# [Extracted text]
The majority of Mtwalume falls under the municipal jurisdiction of Umzumbe Local Municipality, while a small portion that is sea-facing falls under Umdoni Local Municipality. The majority of Mtwalume residents are Zulu people who speak the Zulu dialect. There is a limited White population along the suburban coastal parts of Mtwalume. The most dominant culture is traditional Zulu and Christian, as most of the residents uphold Christian faith and values. Some of the well-established Christian denominations in Mtwalume are Apostolic Church Southern Africa, Assemblies of God, Faith Mission, Roman Catholic Church, and United Congregational Church.

==Education==

There are a number of primary and secondary schools in Mtwalume, and they largely teach in isiZulu and English. Some of the primary schools are Esbanini Primary School (in eNyangwini), KwaNomakhanzane Primary School, Bangibizo Primary School, Mandlendoda Primary School (in Turton), Gobhela Primary School, KwaBhavu Primary School (in Othandweni) and Wilder Primary School (in KwaQoloqolo). Secondary (i.e. high) schools include Luthuli High School (in Turton), Mthwalume High School (in KwaQoloqolo), KwaFica Secondary School (in Bangibizo), Zibonele Secondary School (in KwaNomakhanzane) and Bonguzwane Secondary School (in eNyangwini).

==Transport, housing and other infrastructure==

Most of the inland roads are gravel although tar roads dominate the coastal areas. People largely use taxis and buses. The main taxi rank is found in Turton at the intersection of Sipofu Road and R102. There is also a significant percentage of people who own cars. Most of these people are teachers, health professionals, police and other workers. The working population (outside of teachers, police and health workers) work in the nearby towns of Port Shepstone, Margate, Shelly Beach, Hibberdene, Umzinto and Scottburgh. Some people work as far as Durban.

The Turton Community Clinic now Mfundo Arnold Lushaba Community Health Centre is the only known health clinic in Mtwalume. It is located together with the offices of Umzumbe Local Municipality offices. For hospitals, residents of Mtwalume normally use the Port Shepstone Regional Hospital and the Scottburgh's GJ Crookes Hospital. Msinsini Police Station is the only South African Police Service security facility in the area now with a satellite office next to the Clinic serviced under Hibberdene Police Station.

# [Provided records]

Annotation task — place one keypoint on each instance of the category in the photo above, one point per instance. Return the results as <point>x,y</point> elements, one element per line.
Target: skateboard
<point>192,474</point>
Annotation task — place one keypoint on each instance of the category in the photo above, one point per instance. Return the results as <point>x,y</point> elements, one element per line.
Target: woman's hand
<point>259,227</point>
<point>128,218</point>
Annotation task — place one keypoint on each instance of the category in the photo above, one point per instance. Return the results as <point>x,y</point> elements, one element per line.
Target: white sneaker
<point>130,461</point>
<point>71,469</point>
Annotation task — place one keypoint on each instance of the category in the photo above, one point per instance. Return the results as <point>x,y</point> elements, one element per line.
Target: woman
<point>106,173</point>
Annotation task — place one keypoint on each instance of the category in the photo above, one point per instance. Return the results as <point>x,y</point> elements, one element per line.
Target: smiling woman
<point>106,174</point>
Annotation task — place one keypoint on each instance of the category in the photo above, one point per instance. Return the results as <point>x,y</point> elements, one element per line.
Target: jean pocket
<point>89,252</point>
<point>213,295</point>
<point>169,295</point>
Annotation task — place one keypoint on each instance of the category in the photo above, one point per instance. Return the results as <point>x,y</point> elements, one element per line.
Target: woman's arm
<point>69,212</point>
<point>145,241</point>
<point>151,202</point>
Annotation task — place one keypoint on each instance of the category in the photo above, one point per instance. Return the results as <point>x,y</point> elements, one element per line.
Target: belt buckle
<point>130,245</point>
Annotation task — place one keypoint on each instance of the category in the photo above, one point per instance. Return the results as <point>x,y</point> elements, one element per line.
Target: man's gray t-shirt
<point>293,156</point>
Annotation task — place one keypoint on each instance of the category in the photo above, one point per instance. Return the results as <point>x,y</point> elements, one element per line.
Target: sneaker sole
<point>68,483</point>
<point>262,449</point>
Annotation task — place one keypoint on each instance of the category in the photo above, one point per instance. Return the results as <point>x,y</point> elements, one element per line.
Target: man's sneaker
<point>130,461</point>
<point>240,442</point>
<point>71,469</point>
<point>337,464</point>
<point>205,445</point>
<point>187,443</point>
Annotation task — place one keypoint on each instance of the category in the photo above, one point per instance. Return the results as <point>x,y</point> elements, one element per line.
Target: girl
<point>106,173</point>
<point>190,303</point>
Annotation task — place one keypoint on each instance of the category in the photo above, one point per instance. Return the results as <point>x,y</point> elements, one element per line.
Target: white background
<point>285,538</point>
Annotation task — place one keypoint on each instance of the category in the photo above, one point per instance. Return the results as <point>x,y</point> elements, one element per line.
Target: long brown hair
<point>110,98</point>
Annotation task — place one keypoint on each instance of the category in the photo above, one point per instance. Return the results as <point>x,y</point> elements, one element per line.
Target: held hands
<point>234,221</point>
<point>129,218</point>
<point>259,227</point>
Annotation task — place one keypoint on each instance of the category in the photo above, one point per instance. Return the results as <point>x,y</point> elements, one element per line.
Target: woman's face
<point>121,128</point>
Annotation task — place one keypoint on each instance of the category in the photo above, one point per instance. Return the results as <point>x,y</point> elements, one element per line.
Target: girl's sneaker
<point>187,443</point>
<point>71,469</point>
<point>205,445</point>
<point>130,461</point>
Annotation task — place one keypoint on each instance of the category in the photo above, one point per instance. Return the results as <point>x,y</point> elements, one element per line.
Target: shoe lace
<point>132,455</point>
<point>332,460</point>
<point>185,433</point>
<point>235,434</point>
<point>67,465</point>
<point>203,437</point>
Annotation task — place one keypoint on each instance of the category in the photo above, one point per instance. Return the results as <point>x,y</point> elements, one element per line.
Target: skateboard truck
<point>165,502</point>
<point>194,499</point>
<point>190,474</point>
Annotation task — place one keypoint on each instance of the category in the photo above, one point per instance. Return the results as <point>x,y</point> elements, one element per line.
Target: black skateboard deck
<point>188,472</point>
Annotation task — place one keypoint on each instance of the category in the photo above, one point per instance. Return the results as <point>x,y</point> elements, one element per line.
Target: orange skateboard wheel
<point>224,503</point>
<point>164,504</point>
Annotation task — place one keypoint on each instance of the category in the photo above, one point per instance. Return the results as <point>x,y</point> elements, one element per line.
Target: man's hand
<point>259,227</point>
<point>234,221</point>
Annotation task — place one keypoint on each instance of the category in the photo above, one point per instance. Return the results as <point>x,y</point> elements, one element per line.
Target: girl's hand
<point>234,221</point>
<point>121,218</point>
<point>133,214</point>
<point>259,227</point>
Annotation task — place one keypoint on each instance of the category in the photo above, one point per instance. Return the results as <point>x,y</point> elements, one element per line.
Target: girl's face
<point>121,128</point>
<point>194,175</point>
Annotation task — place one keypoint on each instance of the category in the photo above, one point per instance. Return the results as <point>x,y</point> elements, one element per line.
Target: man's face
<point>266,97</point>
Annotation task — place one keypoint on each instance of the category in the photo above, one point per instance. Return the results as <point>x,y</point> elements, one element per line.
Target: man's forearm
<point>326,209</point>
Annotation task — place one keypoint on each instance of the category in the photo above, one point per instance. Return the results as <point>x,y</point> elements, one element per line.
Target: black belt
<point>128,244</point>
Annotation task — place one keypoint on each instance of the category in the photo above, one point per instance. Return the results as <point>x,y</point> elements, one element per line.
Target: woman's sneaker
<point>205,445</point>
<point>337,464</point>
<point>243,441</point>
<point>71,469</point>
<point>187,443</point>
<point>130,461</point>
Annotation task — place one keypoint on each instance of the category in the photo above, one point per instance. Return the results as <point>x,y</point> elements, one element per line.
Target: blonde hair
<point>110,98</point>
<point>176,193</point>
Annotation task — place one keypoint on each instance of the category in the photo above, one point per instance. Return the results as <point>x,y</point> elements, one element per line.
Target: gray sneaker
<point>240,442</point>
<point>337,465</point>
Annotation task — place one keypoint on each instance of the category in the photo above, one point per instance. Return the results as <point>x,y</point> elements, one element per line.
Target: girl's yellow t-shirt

# [Your objective]
Rewrite the paragraph of the Mtwalume text that begins "Most of the inland roads are gravel" as a short list, keeping its main facts. The lines are separate material and have no connection to the text on Mtwalume.

# [Result of the task]
- Inland roads are mostly gravel, while tar roads dominate the coastal areas.
- Taxis and buses are the main means of transport.
- The main taxi rank is in Turton, at the intersection of Sipofu Road and R102.
- A significant percentage of people own cars. Most of them are teachers, health professionals, police and other workers.
- Apart from teachers, police and health workers, the working population works in the nearby towns of Port Shepstone, Margate, Shelly Beach, Hibberdene, Umzinto and Scottburgh. Some work as far away as Durban.